*Your instructions:* Start at the first record below and retype through the last, exactly.

━━━━━━━━━━━━━━━━━━━━━━━━━━━━━━

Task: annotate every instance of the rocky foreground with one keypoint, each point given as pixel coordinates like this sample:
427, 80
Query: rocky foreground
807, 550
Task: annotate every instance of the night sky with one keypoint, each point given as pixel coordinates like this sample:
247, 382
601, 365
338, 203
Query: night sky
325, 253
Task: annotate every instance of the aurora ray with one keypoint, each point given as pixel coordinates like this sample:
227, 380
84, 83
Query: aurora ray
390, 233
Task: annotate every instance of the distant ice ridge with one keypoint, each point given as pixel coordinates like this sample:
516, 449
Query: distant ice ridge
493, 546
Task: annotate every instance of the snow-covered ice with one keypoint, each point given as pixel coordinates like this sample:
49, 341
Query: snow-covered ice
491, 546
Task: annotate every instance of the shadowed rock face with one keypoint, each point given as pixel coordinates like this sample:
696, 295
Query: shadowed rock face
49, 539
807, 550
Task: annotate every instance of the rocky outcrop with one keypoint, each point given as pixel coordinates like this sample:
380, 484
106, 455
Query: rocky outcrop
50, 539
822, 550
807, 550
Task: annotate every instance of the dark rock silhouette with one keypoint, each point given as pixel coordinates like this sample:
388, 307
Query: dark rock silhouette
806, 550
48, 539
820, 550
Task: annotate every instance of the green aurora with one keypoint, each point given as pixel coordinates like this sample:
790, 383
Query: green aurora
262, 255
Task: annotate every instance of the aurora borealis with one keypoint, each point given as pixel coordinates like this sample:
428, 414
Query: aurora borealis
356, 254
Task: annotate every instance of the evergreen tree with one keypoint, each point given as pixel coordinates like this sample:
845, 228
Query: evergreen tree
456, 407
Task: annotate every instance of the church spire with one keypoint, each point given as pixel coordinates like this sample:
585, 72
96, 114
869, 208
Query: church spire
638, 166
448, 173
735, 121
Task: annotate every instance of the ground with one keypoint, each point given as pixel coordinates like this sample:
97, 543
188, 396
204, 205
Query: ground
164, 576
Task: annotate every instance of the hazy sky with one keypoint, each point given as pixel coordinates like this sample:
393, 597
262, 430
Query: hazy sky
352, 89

━━━━━━━━━━━━━━━━━━━━━━━━━━━━━━

*Output of the task:*
Task: annotate every instance of the rocky foreground with one keypoint, each point given as pixel coordinates like this sample:
427, 80
Query: rocky foreground
807, 550
Task: annotate every instance of the night sky with one keypoint, each point given as pixel coordinates like this sample:
247, 382
601, 365
338, 203
Query: night sky
325, 253
Task: annotate every instance of the aurora ray with one keypoint, each point given as pixel coordinates like this sample:
227, 380
84, 83
Query: aurora ray
390, 233
Task: annotate every instance of the distant ice ridge with one keypoint, each point given as pixel coordinates like this sample:
516, 449
Query: distant ice ridge
493, 546
Task: annotate every instance of the snow-covered ice with one keypoint, each point given as pixel coordinates like this sample:
49, 341
Query: snow-covered ice
491, 546
Task: annotate every instance of the shadowed rock face with one keypoint, each point given as pixel coordinates like this sample:
696, 295
Query: shadowed rock face
49, 539
807, 550
Task: annotate every instance of the rocky outcrop with one keypoint, each point given as pixel coordinates like this sample:
380, 484
106, 455
Query: rocky outcrop
50, 539
822, 550
807, 550
Task: annotate every instance of the dark rock silhouette with one keypoint, each point given as pixel coordinates like this sample:
388, 307
Query: dark rock silhouette
806, 550
48, 539
820, 550
Task: annotate every instance of the green aurora with one keypoint, each point given as pixel coordinates like this sample:
790, 383
Query: green aurora
262, 255
Task: annotate every instance of the aurora borealis with one keypoint, each point given as pixel coordinates like this sample:
428, 414
Query: aurora borealis
356, 254
Task: annotate every instance of the evergreen tree with one keypoint, each point given as pixel coordinates like this sample:
845, 228
Query: evergreen tree
456, 407
Task: annotate every instance of the church spire with one keypoint, each point given as pixel coordinates like this sample:
585, 72
96, 114
869, 208
Query: church spire
638, 166
448, 173
735, 121
Task: annotate every instance of the ground with one keypoint, each point given as pixel coordinates like this sample:
97, 543
188, 396
204, 205
Query: ground
164, 576
Task: annotate every instance of the hazy sky with one keypoint, each point given as pixel coordinates like this sample:
393, 597
262, 430
Query: hazy sky
352, 89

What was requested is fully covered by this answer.